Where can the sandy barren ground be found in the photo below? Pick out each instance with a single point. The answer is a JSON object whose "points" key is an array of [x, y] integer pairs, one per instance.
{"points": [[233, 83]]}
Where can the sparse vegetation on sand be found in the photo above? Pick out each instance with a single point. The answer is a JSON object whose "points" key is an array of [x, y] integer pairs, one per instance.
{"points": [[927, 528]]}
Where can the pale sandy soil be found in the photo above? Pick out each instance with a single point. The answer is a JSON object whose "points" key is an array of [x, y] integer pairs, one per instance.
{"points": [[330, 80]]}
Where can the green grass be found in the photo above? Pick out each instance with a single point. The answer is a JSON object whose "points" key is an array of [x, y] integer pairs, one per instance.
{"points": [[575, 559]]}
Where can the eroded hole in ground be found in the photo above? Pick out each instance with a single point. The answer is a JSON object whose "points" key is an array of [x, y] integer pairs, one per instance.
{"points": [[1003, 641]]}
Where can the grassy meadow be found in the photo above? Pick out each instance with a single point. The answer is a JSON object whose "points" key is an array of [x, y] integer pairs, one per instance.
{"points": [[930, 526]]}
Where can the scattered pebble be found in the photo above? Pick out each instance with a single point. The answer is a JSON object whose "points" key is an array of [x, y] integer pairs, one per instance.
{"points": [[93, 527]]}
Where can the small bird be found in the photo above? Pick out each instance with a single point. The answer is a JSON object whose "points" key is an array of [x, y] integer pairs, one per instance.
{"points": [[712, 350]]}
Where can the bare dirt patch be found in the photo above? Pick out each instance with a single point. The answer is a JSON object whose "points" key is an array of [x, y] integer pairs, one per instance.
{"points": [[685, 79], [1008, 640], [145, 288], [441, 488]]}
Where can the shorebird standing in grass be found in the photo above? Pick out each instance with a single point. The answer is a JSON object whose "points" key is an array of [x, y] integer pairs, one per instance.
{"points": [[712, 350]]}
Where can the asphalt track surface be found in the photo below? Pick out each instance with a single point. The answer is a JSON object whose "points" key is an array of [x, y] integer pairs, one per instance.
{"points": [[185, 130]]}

::::

Your instructions: Put every line of the rows above into a Markdown table with the columns No. and Line. Number the lines in order and leave out any blank ones.

Expected answer:
| No. | Line |
|---|---|
| 1 | Where can the sandy barren ground be found in the photo below? Pick out each instance with a single point. The answer is a JSON object whose "points" key is an array of [x, y] integer pairs, one per instance. |
| 2 | {"points": [[233, 83]]} |
| 3 | Where can the sparse vegetation on sand be found in the photo above? Pick out each instance with a single point. The answer is a JSON object whose "points" key is an array of [x, y] integer pairs, one per instance. |
| 4 | {"points": [[927, 528]]} |
| 5 | Where can the pale sandy soil be found in the photo above? Pick out each instance with a single point. The answer is a JSON object whose "points" key is an array of [x, y] integer pairs, one per instance. |
| 6 | {"points": [[330, 80]]} |
| 7 | Where can the green grass be found in the photo above? Pick out each instance with a single point. The answer is a JSON object whose "points" key is an array of [x, y] integer pairs, one per instance. |
| 8 | {"points": [[575, 559]]} |
| 9 | Where can the eroded hole in ground be found in the photo above? Pick out each instance with a single point. The answer is a JSON object whose "points" key is an array of [x, y] integer pairs, one per instance. |
| 10 | {"points": [[1003, 641]]} |
| 11 | Where can the grassy meadow be found in the photo above? Pick out each instance with a single point. The answer is a JSON object whose "points" key is an array of [x, y] integer pairs, one per instance. |
| 12 | {"points": [[930, 526]]} |
| 13 | Where can the scattered pebble be found in the photo above? Pick out each instance with a single point. The answer is a JSON object whose "points" key is an array of [x, y] integer pairs, one per instance. |
| 14 | {"points": [[93, 527]]} |
| 15 | Where can the small bird be found in the photo above? Pick out each instance with a single point. The answer is a JSON object whose "points" key is an array of [x, y] integer pairs, one per instance. |
| 16 | {"points": [[712, 350]]} |
| 17 | Where can the bare dirt patch be found in the photo above? Pick out each instance with a single point. The answer is a JSON object whose "points" key is an array of [x, y] integer pairs, one per instance. |
| 18 | {"points": [[685, 79], [1008, 640], [145, 288], [441, 488]]} |
| 19 | Where can the shorebird standing in grass be found in the photo above? Pick out each instance with a single point. The answer is a JSON object whose "points" key is an array of [x, y] integer pairs, one per instance. |
| 20 | {"points": [[712, 350]]} |
| 21 | Where can the asphalt track surface be found in the photo below? Pick out each instance with a single point. The answer is a JSON object whose "points" key is an array of [x, y] integer pairs, one per instance. |
| 22 | {"points": [[185, 130]]} |